■ **EXERCISE DESCRIPTION**:
The answer should consist of each line from the data below that includes "feather".
== SOURCE DATA
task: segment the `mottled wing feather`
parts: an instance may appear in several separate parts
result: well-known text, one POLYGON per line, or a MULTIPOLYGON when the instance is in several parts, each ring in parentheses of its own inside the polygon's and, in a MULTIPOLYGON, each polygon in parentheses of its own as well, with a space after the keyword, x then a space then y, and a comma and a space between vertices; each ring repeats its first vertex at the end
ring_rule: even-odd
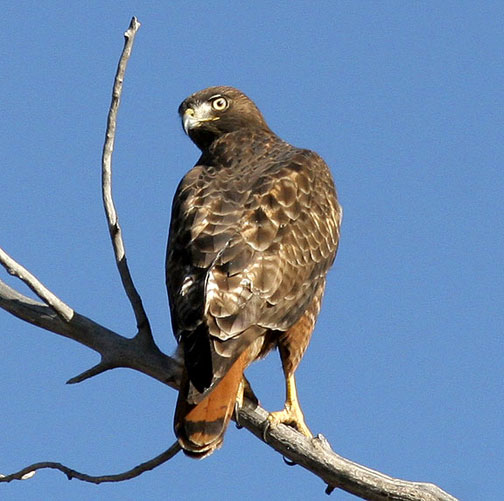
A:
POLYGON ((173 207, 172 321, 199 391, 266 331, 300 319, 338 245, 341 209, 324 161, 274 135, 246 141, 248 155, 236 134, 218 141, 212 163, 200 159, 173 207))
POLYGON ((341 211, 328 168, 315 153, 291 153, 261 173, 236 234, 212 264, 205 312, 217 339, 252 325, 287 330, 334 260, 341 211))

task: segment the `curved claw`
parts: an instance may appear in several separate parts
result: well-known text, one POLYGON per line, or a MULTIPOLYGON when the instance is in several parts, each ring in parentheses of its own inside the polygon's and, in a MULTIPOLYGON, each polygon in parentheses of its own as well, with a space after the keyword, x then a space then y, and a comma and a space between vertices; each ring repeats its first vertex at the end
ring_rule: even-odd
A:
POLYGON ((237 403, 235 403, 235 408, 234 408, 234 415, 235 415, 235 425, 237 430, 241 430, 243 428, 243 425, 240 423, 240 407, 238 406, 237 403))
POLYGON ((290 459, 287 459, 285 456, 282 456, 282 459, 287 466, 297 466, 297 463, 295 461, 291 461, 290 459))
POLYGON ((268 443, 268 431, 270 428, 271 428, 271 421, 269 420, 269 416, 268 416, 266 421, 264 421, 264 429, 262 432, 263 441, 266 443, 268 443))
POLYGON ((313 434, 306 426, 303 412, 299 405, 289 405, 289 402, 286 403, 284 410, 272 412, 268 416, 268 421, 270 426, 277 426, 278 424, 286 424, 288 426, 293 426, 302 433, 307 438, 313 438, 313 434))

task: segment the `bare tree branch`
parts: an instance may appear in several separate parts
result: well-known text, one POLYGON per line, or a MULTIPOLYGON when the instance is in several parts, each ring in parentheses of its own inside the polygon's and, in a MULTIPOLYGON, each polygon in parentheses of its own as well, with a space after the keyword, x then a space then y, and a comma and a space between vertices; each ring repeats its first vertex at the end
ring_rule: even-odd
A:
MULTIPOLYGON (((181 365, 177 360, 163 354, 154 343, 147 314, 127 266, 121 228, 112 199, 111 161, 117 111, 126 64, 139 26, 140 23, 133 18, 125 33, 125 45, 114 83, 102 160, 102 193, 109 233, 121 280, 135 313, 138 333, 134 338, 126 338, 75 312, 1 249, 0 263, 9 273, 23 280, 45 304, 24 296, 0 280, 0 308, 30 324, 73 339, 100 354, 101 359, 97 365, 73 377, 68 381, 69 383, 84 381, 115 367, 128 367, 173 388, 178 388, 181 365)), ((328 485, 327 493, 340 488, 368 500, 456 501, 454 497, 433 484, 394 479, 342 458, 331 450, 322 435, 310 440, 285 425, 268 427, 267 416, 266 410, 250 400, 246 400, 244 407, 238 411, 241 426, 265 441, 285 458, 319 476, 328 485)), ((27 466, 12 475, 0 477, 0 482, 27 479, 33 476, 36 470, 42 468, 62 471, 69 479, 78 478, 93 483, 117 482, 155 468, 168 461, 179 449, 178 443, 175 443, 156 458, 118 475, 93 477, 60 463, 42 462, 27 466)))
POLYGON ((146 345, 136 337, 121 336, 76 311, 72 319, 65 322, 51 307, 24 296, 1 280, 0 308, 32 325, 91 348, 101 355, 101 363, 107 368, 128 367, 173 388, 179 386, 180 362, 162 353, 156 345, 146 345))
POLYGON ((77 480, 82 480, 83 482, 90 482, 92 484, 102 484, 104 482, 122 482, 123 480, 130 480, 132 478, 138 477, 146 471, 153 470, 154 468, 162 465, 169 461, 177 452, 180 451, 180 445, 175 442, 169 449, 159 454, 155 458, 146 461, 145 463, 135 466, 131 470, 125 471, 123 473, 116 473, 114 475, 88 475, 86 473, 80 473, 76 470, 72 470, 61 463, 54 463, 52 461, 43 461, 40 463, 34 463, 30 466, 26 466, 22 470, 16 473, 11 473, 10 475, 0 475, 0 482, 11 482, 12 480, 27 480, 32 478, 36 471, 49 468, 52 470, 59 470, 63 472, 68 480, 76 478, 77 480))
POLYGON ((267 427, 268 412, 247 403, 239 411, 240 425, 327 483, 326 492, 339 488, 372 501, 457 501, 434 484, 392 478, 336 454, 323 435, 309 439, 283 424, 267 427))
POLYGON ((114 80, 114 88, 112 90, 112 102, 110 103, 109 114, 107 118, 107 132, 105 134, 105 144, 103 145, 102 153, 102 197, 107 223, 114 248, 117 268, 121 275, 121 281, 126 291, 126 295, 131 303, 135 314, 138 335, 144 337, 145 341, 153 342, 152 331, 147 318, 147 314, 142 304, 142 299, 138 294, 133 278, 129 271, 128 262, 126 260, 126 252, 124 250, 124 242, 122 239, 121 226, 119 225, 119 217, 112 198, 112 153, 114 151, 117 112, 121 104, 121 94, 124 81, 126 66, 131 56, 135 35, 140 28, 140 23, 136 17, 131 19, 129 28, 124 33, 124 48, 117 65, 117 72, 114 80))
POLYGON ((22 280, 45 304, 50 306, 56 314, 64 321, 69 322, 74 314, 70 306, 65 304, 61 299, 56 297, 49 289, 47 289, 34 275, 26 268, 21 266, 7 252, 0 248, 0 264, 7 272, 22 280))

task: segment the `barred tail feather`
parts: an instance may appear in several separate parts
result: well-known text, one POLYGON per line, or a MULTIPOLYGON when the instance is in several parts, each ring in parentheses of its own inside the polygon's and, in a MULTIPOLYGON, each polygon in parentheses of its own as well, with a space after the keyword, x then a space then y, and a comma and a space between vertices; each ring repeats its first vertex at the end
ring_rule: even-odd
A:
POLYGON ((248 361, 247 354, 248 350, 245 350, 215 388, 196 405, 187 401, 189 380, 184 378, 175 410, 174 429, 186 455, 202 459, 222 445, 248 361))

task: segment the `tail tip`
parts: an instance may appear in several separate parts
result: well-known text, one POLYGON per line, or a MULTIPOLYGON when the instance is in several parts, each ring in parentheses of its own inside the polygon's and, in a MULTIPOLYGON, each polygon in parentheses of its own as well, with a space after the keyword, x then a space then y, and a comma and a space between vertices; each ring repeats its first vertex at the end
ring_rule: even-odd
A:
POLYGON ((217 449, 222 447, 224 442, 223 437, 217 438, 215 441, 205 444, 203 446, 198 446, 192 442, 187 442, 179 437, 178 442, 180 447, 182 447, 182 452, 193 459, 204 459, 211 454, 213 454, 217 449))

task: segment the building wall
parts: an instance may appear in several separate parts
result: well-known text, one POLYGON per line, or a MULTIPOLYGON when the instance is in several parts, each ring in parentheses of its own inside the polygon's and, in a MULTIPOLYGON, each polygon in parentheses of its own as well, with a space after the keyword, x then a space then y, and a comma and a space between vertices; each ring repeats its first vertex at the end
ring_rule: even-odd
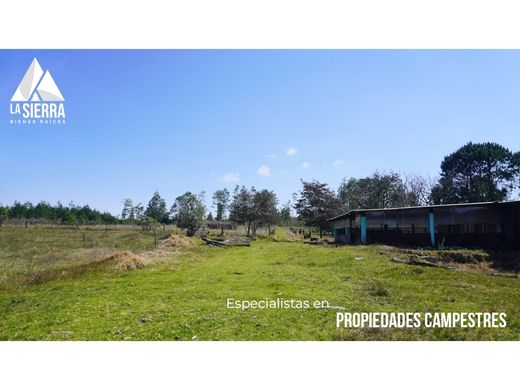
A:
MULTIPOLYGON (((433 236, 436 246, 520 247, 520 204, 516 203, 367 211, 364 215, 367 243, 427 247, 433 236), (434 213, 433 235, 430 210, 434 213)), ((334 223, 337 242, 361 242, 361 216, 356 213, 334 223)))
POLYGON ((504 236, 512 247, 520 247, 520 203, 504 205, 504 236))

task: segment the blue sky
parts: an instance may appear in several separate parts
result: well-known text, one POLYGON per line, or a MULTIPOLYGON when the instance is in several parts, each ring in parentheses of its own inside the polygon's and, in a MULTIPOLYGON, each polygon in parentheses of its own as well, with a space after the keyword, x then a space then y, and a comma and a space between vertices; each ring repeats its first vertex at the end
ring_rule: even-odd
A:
====
■ **YOUR RESPONSE**:
task: segment the `mottled wing feather`
task: segment the `barred tail feather`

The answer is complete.